▶ _PROBLEMA BREVE A_
Rispondi a queste domande sul brano relativo alla Regola del convento:
(i) Quante Ave Maria doveva recitare chi rompeva il silenzio nei tempi proibiti?
(ii) Chi poteva concedere un breve permesso di riscaldarsi al fuoco comune?
(iii) Da quale data a quale data andava il digiuno dell'Avvento?

▶ _ESTRATTO DELLA FONTE_
◆ ◆ ◆ ◆
Ogni minima infrazione alla Regola veniva severamente punita.
Se uno rompeva il silenzio nei tempi proibiti, doveva stendersi sul pavimento con le braccia distese a forma di croce, e recitare cinque Pater Noster e cinque Ave Maria.
(Ruffin, Padre Pio, 50)

* Nel convento non c'era riscaldamento, e d'inverno c'era freddo intenso. Il maestro dei novizi poteva dare un breve permesso di riscaldarsi al fuoco comune, un locale con camino sempre acceso.

* Numerosi erano i digiuni imposti dalla Regola. Si digiunava tutti i venerdi' dell'anno, il digiuno in onore della Madonna dal 30 giugno al 15 agosto, il digiuno dell'Avvento dal 2 novembre al 25 dicembre, e la Quaresima da mercoledi' delle ceneri al venerdi' santo.
◆ ◆ ◆ ◆
▶ _Registri di posizionamento dei punti_
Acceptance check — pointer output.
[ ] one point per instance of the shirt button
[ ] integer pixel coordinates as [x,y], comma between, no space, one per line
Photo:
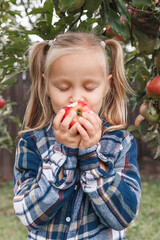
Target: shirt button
[68,219]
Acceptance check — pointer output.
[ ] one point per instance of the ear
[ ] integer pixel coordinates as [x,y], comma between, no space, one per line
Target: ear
[45,82]
[108,83]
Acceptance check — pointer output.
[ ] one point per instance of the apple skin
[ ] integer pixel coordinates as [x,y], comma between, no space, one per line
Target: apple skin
[153,88]
[79,108]
[2,102]
[138,120]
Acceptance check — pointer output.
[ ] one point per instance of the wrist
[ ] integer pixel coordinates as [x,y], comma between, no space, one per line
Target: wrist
[88,158]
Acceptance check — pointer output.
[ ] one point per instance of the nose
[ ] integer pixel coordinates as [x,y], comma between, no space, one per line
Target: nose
[76,95]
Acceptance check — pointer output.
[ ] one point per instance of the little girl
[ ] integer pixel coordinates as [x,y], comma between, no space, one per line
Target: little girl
[81,182]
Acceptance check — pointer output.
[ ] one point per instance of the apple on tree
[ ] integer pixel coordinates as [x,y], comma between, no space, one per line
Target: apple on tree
[2,102]
[138,120]
[153,88]
[79,108]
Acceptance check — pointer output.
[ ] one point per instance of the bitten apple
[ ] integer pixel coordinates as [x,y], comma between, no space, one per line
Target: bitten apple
[79,108]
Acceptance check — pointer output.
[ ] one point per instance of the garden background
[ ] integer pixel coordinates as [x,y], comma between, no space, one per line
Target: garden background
[136,24]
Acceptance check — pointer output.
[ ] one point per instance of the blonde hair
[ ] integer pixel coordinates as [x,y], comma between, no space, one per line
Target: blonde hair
[39,110]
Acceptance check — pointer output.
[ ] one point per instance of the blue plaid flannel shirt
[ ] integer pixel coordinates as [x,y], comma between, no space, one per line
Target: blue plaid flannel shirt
[88,203]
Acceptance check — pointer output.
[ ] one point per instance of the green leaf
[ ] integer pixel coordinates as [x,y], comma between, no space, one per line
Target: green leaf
[66,4]
[48,6]
[36,11]
[141,3]
[143,127]
[10,80]
[123,11]
[157,153]
[92,5]
[117,26]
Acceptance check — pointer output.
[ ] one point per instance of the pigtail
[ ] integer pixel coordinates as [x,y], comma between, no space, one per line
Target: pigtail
[36,114]
[115,110]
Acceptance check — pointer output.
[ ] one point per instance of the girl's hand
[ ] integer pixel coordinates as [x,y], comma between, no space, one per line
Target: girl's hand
[90,130]
[64,135]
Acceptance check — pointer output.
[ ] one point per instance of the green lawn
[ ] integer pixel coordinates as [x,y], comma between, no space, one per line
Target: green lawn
[146,227]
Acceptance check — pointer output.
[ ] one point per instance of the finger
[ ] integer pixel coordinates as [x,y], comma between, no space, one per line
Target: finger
[94,119]
[58,118]
[73,129]
[83,133]
[67,121]
[87,125]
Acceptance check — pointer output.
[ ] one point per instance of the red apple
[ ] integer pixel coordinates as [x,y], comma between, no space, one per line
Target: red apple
[2,102]
[109,33]
[153,88]
[138,120]
[79,108]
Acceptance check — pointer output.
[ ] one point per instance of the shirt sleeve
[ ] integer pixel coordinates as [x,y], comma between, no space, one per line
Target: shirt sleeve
[38,192]
[114,193]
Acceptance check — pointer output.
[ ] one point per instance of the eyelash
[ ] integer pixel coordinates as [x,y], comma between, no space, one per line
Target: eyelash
[87,89]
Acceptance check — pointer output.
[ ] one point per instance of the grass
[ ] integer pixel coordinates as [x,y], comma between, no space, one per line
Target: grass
[10,226]
[146,227]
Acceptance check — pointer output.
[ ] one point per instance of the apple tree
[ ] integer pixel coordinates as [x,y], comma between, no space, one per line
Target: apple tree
[12,61]
[135,23]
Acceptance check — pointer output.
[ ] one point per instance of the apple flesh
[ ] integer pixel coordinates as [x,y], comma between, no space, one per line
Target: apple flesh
[79,108]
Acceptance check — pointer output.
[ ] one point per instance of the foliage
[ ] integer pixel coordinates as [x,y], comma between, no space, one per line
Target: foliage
[12,61]
[145,227]
[135,23]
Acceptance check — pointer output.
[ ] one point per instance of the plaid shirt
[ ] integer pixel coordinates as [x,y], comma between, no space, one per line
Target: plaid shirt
[88,203]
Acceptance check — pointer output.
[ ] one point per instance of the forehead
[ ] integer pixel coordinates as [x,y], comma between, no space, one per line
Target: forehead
[82,57]
[76,63]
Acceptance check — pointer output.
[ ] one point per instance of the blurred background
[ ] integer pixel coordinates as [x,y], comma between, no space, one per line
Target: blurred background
[136,24]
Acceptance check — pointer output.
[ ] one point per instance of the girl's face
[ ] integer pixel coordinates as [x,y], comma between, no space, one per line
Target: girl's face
[75,77]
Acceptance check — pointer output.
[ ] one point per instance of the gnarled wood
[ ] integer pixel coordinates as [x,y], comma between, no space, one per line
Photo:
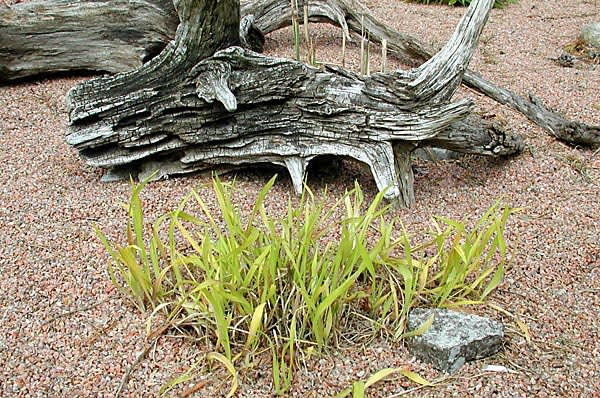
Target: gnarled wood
[64,35]
[195,105]
[131,32]
[351,15]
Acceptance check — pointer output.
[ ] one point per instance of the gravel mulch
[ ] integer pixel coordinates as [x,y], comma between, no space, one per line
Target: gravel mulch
[66,332]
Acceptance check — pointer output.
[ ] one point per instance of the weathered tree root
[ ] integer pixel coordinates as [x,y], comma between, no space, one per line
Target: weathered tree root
[195,106]
[127,42]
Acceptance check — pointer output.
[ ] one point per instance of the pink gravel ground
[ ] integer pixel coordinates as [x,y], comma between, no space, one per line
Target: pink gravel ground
[65,332]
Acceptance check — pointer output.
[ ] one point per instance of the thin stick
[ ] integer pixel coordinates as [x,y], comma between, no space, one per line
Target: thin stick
[383,55]
[343,50]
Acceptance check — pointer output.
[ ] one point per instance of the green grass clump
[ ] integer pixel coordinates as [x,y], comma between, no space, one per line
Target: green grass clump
[464,3]
[301,282]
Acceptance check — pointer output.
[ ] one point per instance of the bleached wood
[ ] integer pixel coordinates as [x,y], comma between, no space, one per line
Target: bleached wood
[205,102]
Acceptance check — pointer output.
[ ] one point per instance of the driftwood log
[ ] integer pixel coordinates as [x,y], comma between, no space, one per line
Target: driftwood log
[205,101]
[119,35]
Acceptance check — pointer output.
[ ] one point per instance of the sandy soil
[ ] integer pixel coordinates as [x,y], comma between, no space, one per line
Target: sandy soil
[65,331]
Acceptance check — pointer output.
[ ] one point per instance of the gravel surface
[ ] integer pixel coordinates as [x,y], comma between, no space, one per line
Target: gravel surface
[66,332]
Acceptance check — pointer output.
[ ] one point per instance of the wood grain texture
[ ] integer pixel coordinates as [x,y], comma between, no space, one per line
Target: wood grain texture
[205,102]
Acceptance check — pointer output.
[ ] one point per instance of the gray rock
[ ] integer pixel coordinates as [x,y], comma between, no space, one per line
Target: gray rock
[454,338]
[590,35]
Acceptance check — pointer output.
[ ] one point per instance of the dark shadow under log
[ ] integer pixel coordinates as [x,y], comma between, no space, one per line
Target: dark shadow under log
[196,107]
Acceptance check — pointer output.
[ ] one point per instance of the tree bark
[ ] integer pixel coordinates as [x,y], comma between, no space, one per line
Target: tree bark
[205,101]
[128,43]
[65,35]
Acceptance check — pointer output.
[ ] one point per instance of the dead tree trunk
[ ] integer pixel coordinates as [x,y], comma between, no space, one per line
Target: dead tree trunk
[103,35]
[205,101]
[131,32]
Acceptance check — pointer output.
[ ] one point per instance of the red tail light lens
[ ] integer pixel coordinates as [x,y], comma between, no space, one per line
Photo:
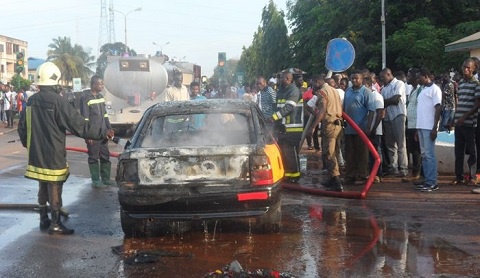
◆ ◆ ◆ ◆
▶ _PROBLEMA BREVE B_
Seleziona dall'elenco tutte le righe che contengono la stringa "skin".

▶ _RISPOSTA FINALE A_
(i) Cinque.
(ii) Il maestro dei novizi.
(iii) Dal 2 novembre al 25 dicembre.

▶ _RISPOSTA FINALE B_
[ ] one point per instance of the apple skin
Target: apple skin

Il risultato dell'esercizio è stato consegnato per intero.